Estratto fornito
Solitudine delle famiglie dei pazienti e arretratezza della ricerca. Con le differenze del caso, non è la situazione degli stati vegetativi?
Sicuramente. Non sono una specialista, ma sono una ricercatrice e mi fido solo dei dati. Anzitutto, degli stati vegetativi la scienza medica sa ancora troppo poco. Poco o nulla è dimostrato perché non è un settore che abbia interessato molto questa sanità sempre alla ricerca di fondi. Di conseguenza c’è molta disinformazione. Basta leggere quello che pubblicano molti giornali sulla vicenda di Eluana. In alcuni si parla a sproposito di questi malati, definendoli ad esempio ‘comi vegetativi’ che non esistono. Eluana, poi, vive senza macchinari e non è terminale. Poiché la scienza non conosce il suo stato di coscienza, mi domando perché uccidere questa donna sia diventata la prova che l’Italia è un paese civile. Se vi sono dubbi sulla sua vita, non si risolvono ammazzandola.

Righe estratte

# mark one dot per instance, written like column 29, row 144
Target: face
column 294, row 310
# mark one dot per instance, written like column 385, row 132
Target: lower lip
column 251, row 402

Cosa fare
Secondo l'estratto sugli stati vegetativi, con quale espressione impropria alcuni giornali definiscono questi malati?

Soluzione
Li definiscono "comi vegetativi", che non esistono.